### MATERIAL FOR THE TASK

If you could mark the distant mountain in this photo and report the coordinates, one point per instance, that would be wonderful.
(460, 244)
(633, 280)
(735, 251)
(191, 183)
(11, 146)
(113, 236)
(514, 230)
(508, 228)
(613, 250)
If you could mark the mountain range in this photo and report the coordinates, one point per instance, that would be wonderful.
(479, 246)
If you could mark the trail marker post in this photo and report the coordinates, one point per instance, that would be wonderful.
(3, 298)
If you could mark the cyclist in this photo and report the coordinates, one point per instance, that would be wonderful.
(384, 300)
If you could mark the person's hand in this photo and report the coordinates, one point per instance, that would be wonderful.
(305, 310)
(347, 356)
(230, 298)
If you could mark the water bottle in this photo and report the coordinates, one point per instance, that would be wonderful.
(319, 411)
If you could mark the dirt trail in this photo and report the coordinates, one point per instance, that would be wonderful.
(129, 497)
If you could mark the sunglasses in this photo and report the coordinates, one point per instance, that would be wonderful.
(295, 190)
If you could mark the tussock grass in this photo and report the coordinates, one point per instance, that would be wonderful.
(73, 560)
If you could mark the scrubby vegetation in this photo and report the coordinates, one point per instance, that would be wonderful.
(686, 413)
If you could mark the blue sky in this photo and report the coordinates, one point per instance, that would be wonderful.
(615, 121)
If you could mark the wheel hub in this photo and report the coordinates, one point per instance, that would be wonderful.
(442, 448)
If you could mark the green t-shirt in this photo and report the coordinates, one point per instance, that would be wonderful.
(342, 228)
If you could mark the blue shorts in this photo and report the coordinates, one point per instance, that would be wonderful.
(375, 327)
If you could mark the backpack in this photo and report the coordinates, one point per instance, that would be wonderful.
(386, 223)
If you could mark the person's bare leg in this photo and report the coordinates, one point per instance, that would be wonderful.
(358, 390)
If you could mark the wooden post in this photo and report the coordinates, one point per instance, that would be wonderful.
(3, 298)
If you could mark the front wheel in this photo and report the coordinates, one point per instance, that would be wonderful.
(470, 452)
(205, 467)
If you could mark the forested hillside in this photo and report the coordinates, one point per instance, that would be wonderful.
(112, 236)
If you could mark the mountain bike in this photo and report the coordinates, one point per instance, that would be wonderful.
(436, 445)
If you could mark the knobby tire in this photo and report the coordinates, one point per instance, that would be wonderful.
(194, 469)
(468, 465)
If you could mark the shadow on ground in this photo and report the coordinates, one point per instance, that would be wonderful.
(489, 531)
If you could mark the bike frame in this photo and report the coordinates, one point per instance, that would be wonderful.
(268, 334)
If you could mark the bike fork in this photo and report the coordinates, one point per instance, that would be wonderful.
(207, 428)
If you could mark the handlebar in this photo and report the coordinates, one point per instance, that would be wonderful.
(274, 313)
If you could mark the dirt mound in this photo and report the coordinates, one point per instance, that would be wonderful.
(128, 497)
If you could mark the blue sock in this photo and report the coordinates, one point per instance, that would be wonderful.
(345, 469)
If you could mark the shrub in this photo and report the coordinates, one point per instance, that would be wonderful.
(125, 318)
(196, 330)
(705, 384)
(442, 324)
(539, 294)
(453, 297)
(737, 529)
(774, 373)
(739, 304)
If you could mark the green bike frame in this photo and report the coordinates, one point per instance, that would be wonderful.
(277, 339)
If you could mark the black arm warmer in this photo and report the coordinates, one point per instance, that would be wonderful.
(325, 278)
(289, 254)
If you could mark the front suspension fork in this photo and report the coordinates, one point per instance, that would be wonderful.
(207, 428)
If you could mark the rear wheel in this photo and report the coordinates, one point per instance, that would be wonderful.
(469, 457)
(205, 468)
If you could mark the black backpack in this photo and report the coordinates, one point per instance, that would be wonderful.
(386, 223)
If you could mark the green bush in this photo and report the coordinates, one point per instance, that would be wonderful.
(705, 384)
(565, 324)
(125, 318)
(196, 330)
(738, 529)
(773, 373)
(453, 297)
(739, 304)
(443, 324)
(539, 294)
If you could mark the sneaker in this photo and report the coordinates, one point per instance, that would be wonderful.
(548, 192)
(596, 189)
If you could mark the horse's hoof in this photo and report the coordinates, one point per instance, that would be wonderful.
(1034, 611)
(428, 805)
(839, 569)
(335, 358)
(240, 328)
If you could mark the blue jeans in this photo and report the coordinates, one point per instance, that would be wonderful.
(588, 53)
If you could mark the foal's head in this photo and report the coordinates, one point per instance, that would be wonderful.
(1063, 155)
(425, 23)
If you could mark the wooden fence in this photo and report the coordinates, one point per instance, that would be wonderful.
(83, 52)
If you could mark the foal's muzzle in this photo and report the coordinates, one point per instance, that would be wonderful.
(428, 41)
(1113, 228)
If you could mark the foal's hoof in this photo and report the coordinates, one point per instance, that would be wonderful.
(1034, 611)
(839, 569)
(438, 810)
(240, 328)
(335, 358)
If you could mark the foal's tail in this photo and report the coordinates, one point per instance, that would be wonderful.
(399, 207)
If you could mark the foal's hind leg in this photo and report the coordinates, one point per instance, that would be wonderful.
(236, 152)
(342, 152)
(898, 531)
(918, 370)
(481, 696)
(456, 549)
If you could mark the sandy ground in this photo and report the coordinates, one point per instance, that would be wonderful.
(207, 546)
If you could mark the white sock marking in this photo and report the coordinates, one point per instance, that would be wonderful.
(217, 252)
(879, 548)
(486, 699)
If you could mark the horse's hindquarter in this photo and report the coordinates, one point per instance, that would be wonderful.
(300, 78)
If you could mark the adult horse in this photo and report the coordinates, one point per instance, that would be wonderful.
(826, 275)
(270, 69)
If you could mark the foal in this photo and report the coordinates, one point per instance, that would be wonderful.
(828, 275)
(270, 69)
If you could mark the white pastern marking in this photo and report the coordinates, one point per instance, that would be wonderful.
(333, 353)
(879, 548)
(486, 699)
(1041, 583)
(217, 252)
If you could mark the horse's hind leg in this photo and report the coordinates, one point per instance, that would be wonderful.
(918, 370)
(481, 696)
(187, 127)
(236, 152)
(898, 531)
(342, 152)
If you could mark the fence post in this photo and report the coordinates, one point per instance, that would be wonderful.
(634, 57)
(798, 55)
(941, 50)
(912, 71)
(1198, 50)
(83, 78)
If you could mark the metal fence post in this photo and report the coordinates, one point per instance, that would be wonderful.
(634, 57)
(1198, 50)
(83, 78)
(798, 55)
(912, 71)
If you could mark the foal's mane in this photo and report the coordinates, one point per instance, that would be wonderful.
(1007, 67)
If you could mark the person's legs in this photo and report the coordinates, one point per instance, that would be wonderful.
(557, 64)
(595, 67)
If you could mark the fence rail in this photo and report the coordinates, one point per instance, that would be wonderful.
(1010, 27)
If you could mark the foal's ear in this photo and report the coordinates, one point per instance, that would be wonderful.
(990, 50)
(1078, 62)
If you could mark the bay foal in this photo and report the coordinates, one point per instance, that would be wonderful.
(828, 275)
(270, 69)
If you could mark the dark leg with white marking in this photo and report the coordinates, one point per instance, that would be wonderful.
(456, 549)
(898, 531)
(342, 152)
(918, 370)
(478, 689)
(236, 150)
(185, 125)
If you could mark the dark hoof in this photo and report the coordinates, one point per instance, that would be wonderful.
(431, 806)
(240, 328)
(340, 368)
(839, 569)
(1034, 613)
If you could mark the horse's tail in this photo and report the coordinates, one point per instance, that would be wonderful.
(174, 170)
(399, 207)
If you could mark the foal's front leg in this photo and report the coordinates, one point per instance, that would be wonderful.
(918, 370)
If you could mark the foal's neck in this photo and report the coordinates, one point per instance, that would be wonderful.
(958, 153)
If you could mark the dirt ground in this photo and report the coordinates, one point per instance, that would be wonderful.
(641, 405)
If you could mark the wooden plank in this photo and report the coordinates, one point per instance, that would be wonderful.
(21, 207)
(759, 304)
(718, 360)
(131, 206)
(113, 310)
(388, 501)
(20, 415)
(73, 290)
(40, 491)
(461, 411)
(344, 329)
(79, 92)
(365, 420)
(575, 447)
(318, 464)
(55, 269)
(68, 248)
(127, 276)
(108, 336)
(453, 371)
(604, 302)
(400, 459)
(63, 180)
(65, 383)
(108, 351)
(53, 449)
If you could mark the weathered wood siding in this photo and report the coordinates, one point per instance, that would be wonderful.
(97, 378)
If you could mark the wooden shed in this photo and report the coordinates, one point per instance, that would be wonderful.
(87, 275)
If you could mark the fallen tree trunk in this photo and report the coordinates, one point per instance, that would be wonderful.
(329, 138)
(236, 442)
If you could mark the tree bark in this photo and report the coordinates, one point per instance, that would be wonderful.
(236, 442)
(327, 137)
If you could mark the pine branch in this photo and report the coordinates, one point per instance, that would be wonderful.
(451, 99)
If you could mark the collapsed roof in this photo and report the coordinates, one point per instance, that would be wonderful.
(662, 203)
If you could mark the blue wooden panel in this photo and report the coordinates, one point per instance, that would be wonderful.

######

Reproduce nothing but the lines from the line containing "If you could mark the weathered" to the last line of the data, each exactly as written.

If you could mark the weathered wood siding in this photo and report the coordinates, one point per instance, that would be wonderful.
(97, 378)
If you could mark the wooden shed in this photo and report the coordinates, one point per instance, that would be wonderful.
(87, 275)
If you could mark the fallen tree trunk in this photo and report the coordinates, one point per instance, that would be wonderful.
(329, 138)
(236, 442)
If you could mark the tree bark in this photo and report the coordinates, one point per instance, that would be wonderful.
(236, 442)
(327, 137)
If you could mark the pine branch in this photo and report the coordinates, one point per instance, that would be wonderful.
(451, 99)
If you could mark the collapsed roof in this photo and report the coordinates, one point per instance, that would be wonderful.
(662, 203)
If you could mark the blue wooden panel in this photo and report the coordinates, one point per instance, that would be wonderful.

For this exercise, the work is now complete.